### REQUEST A
Pick out every line of the entries below that contains the string "baby".

It’s a stretch to call Pixar’s Up a Valentine’s film, particularly as it is more concerned with loss than love. But even in the brief montage they share together, Ellie and Carl are one of the most delightful and heart-warming onscreen couples in cinema. In many ways they are opposites, with the wedding scene showing the mismatch of families across the aisle: the gun-toting and hooting hillbillies, and the dreary, uptight puritans. Even their furniture shows us this contrast, with Carl’s brick-like utilitarian armchair sat beside Ellie’s sleek, embroidered seat – they even evoke the characters when empty. With their unquestioned commitment to each other despite their different personalities, you’re rooting for them almost immediately.

Ellie and Carl are one of the most delightful and heart-warming onscreen couples in cinema

Contrary to most romance films, Carl finds the love of his life early on, and for most of the film he suffers because of it. This is where I think Up’s brilliance comes in – particularly in deprioritising romantic relationships as the single most important thing in life. Carl leads a very happy life with Ellie, but after she dies he is left adrift, fittingly illustrated by his house floating in the sky. It is only when he forges new relationships, becoming a mentor to Russell, and befriending a talking dog and tropical bird, that he finds meaning in life once more. Not bad for a children’s film, eh?

### REQUEST B
Decide whether each statement below agrees with the passage on Pixar's Up above, answering yes or no and quoting the deciding words of the passage. (i) The passage holds that Up is more concerned with loss than with love. (ii) According to the passage, Carl finds the love of his life late in the film. (iii) The passage states that Carl finds meaning in life again by forging new relationships, including becoming a mentor to Russell.

### Region segmentation data
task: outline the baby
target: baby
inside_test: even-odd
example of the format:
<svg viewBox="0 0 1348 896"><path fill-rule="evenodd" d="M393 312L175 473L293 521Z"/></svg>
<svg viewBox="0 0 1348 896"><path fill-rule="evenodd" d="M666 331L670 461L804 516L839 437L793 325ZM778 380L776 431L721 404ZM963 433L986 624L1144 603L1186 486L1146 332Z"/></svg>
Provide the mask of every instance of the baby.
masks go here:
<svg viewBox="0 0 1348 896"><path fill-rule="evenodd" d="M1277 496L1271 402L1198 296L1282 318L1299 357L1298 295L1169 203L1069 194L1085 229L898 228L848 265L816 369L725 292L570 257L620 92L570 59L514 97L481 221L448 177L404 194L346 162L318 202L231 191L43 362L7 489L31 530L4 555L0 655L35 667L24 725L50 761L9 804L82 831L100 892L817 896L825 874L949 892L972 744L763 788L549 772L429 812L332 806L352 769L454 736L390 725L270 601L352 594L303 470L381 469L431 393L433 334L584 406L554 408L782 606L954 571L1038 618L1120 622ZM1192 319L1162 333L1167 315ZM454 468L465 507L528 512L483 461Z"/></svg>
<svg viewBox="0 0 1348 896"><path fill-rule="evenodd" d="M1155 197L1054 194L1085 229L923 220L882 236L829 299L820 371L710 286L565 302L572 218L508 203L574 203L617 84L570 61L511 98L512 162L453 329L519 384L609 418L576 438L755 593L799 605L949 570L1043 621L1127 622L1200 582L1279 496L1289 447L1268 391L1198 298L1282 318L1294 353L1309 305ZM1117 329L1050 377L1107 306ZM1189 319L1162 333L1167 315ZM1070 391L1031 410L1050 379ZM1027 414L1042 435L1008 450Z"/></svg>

### FULL SOLUTION A
task: outline the baby
target: baby
Provide the mask of every instance of the baby.

### FULL SOLUTION B
(i) Yes: "it is more concerned with loss than love"
(ii) No: "Carl finds the love of his life early on"
(iii) Yes: "It is only when he forges new relationships, becoming a mentor to Russell, and befriending a talking dog and tropical bird, that he finds meaning in life once more"